## [Job]
Could you repeat the stretch of the strike-types discussion from "Pushing power/force can" through "or driving power.", swapping "opponent" for "attacker"?

## [Text segment]
┄┄┄┄┄┄┄┄┄┄┄┄┄┄┄┄┄┄┄┄

Yeah, I think we can agree on that. 

My talk of tensing at impact is for the *percussive* variety. This should (and I'm reminding mostly _myself_ here ) drop the opponent in his tracks.

Pushing power/force can be detected because it drives the opponent back (or around, as in your aikido-influenced version of Combo 10, I think it was?). So yeah, I think you're right that there are strikes (as well as throws) that are more *pushing* through the target.

As for kicks, I use a toe kick (we wear shoes), for example upward to inner thighs, that would fit more your percussive definition, and the standard front ball kick, which often drives the opponent in some direction--more the pushing or driving power.

I know some would add more types of strikes (Starr has four, I think), but your distinction works well for me.


----------



## Xue Sheng (Jun 2, 2008)

kidswarrior said:


> Yeah, I think we can agree on that.
> 
> My talk of tensing at impact is for the *percussive* variety. This should (and I'm reminding mostly myself here ) drop the opponent in his tracks.
> 
> ...


 
There are CMA Sifu&#8217;s who would tell you there are 3 types of punches and a push is not one of them. A push is a push and a strike is a strike

Also the way Philip Starr describes a punch is one of the CMA punches and it does not surprise me that he would describe a punch in that manor, he has a rather impressive Xingyiquan background and that is the Xingyiquan way of striking. 

The difference as it was described to me is in area and depth affected.

┄┄┄┄┄┄┄┄┄┄┄┄┄┄┄┄┄┄┄┄

## [Provided information]
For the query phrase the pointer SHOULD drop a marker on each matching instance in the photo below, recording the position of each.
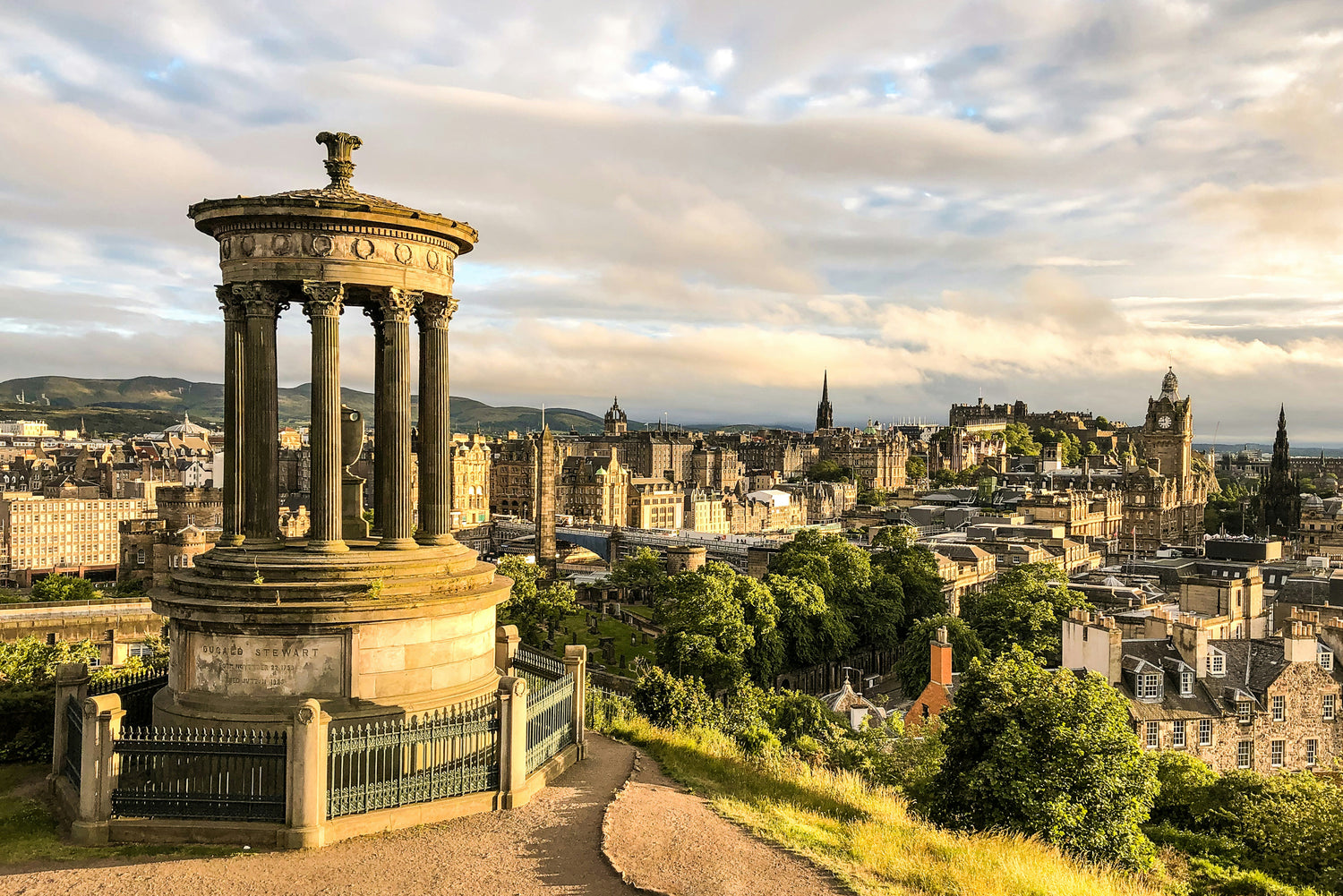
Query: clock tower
(1168, 431)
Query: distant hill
(145, 403)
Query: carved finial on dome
(1170, 384)
(338, 166)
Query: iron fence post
(575, 664)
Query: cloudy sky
(701, 206)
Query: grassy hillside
(862, 833)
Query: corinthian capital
(434, 311)
(394, 305)
(230, 303)
(322, 298)
(262, 298)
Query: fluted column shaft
(435, 523)
(392, 437)
(262, 303)
(322, 303)
(233, 484)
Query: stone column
(308, 777)
(102, 718)
(375, 313)
(72, 681)
(575, 665)
(512, 696)
(233, 484)
(435, 442)
(392, 429)
(262, 303)
(322, 303)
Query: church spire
(825, 413)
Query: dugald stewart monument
(354, 680)
(370, 625)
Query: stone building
(615, 421)
(1165, 500)
(706, 512)
(654, 504)
(765, 511)
(937, 694)
(469, 465)
(594, 491)
(70, 536)
(1262, 704)
(1082, 514)
(714, 468)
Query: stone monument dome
(373, 624)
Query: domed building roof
(1170, 384)
(187, 427)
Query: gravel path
(550, 847)
(663, 837)
(671, 841)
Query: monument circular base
(368, 633)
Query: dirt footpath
(671, 841)
(550, 847)
(663, 837)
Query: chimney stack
(940, 670)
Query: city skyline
(703, 209)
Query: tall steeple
(1281, 495)
(825, 414)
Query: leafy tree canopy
(1026, 608)
(64, 587)
(1049, 754)
(534, 605)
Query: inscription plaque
(261, 665)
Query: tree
(1048, 754)
(897, 551)
(706, 630)
(811, 630)
(64, 587)
(645, 573)
(531, 606)
(1026, 608)
(32, 662)
(915, 657)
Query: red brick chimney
(940, 672)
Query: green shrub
(674, 703)
(26, 719)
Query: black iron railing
(536, 668)
(180, 772)
(450, 753)
(550, 721)
(137, 692)
(74, 742)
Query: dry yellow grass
(865, 834)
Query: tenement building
(1264, 704)
(69, 536)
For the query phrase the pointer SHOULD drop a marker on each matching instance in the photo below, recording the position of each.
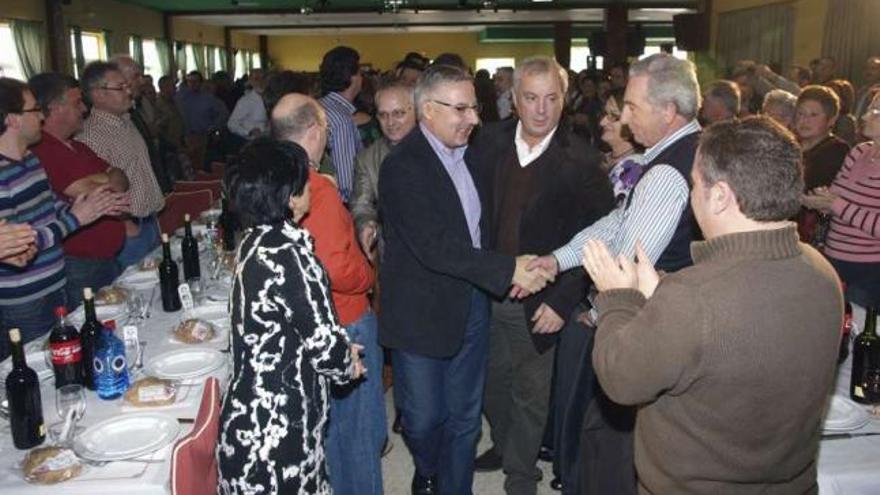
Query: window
(152, 67)
(93, 48)
(654, 47)
(240, 64)
(9, 64)
(218, 60)
(580, 56)
(492, 64)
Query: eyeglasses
(123, 87)
(396, 114)
(461, 109)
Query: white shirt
(526, 154)
(249, 114)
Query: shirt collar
(689, 128)
(443, 151)
(526, 155)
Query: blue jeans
(34, 319)
(86, 272)
(357, 427)
(139, 246)
(440, 404)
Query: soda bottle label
(66, 352)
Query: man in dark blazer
(547, 185)
(435, 277)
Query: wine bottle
(89, 334)
(845, 332)
(865, 360)
(23, 394)
(168, 278)
(66, 350)
(227, 226)
(190, 250)
(110, 366)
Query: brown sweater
(731, 361)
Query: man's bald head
(300, 119)
(131, 71)
(294, 114)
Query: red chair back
(193, 460)
(198, 185)
(179, 204)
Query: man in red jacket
(357, 428)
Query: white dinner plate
(183, 364)
(842, 414)
(126, 436)
(139, 279)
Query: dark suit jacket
(430, 268)
(570, 193)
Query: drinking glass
(69, 400)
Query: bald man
(357, 428)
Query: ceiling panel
(193, 6)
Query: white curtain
(852, 35)
(763, 34)
(30, 45)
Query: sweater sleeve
(644, 348)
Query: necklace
(618, 156)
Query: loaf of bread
(148, 264)
(111, 295)
(49, 465)
(194, 331)
(151, 392)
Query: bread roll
(50, 465)
(151, 392)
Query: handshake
(532, 274)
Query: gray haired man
(660, 107)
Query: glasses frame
(461, 109)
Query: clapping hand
(91, 206)
(610, 273)
(357, 365)
(17, 243)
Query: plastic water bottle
(109, 367)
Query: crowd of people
(614, 267)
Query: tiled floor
(397, 466)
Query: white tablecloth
(118, 478)
(850, 466)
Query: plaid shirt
(115, 139)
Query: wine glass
(70, 402)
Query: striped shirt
(25, 197)
(658, 201)
(344, 142)
(855, 224)
(117, 141)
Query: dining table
(148, 474)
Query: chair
(198, 185)
(179, 204)
(193, 461)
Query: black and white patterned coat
(286, 346)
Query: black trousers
(593, 435)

┄┄┄┄┄┄┄┄┄┄┄┄┄┄┄┄┄┄┄┄

## [Problem solution]
Pushing power/force can be detected because it drives the attacker back (or around, as in your aikido-influenced version of Combo 10, I think it was?). So yeah, I think you're right that there are strikes (as well as throws) that are more *pushing* through the target.

As for kicks, I use a toe kick (we wear shoes), for example upward to inner thighs, that would fit more your percussive definition, and the standard front ball kick, which often drives the attacker in some direction--more the pushing or driving power.